(Detection items)

▬▬▬▬▬▬▬▬▬▬

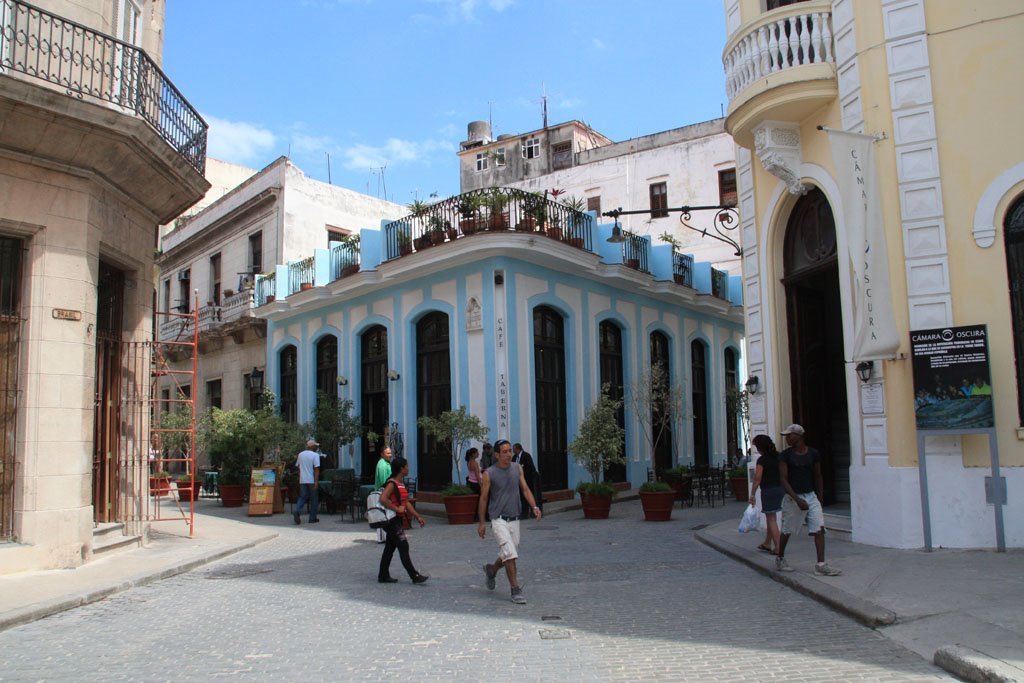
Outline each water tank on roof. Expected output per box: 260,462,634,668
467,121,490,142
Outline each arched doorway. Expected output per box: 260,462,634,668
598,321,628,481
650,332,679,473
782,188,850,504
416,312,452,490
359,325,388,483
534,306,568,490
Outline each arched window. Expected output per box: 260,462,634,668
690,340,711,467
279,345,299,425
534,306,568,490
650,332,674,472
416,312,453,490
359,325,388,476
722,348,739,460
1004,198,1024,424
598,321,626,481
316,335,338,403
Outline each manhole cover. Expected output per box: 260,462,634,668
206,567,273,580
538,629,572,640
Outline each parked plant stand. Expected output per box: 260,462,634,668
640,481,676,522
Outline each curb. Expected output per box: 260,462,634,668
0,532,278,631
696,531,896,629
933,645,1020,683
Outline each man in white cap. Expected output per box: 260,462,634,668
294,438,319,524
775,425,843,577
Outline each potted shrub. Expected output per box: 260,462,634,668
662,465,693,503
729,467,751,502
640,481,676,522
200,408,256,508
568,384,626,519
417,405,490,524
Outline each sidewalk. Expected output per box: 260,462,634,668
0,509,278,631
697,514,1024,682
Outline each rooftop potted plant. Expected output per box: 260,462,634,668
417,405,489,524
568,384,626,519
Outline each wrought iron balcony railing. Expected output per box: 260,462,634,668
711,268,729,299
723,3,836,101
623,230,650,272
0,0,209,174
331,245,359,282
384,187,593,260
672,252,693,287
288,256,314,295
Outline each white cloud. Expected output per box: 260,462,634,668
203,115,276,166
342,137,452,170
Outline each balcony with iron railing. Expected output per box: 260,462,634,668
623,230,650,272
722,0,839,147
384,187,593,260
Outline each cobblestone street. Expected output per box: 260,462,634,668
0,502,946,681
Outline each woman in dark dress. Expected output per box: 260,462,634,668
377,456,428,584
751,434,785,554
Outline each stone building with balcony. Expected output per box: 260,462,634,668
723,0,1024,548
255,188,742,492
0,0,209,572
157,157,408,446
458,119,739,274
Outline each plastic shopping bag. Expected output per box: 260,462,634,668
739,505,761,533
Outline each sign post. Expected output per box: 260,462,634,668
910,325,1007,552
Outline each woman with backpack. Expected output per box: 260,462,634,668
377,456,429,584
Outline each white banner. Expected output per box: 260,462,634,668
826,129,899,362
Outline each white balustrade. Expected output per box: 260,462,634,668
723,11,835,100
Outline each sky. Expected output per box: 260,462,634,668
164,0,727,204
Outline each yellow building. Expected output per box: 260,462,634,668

▬▬▬▬▬▬▬▬▬▬

* EXERCISE DESCRIPTION: Duplicate every line of the items above verbatim, omitting the pictures.

* RESULT FOR THIS EXERCISE:
Outline each water tank on roof. Expected output per box: 260,462,634,668
467,121,490,142
Outline each arched doorway. Expected output per box: 260,462,634,668
598,321,628,481
650,332,679,473
782,188,850,504
416,312,452,490
359,325,388,483
534,306,568,490
Outline each arched window. Expected output per box: 260,462,634,668
690,340,711,467
279,345,299,425
534,306,568,490
650,332,674,472
416,312,453,490
359,325,388,476
722,348,739,460
1004,198,1024,424
598,321,626,481
316,335,338,403
Outline each manhole cover. Expected output per box: 260,462,634,668
206,567,273,580
538,629,572,640
Outline each parked plant stand. Expected output per box: 260,462,634,668
640,481,676,522
Outline each curb. Expected output per box: 260,462,634,668
0,532,278,631
696,531,896,629
933,645,1020,683
Outline each man in white cap. Expected output per box: 260,462,634,668
294,438,319,524
775,425,843,577
Outline each potted shrub. Expected output per box: 260,462,634,668
662,465,693,503
729,467,751,502
640,481,676,522
200,408,256,508
568,384,626,519
417,405,490,524
Outline each sidewalk. Expected output per box: 260,462,634,668
0,509,278,631
697,514,1024,682
Outline each rooftop potted plant. Expected output per box: 260,462,634,668
417,405,489,524
568,384,626,519
Outline each wrought iron balcony railing. Expected output per box: 260,462,634,668
711,268,729,299
723,3,836,101
623,230,650,272
0,0,209,174
331,245,359,282
384,187,593,260
672,252,693,287
288,256,314,295
Outline each white cloud. Expected output per box: 260,462,634,668
203,115,276,166
342,137,452,170
Outline each balcony with iron railing. Expected output per box: 260,462,634,668
623,230,650,272
722,0,839,147
384,187,593,260
Outline each cobblestone street. Expected output per box: 260,462,634,668
0,502,946,681
Outline each woman in dark dress. Expected output per box: 260,462,634,668
377,456,428,584
751,434,785,554
Outline each stone building with balcony. Expected output per box: 260,462,634,668
723,0,1024,548
255,188,742,492
0,0,209,572
157,157,408,446
458,119,739,274
Outline each plastic shopping bag. Expected output per box: 260,462,634,668
739,505,761,533
Outline each sign post. Expected output per box: 260,462,634,668
910,325,1007,552
Outline each woman with backpack. Expected output per box: 260,462,634,668
377,456,429,584
Outline each white banner. Expected output per box: 260,462,634,668
826,129,899,362
Outline each white balustrade. Expected output per box: 260,462,634,668
723,11,835,100
Outline each sky. Expected output per box: 260,462,634,668
164,0,727,204
Outline each yellow building. Expected output per box: 260,462,634,668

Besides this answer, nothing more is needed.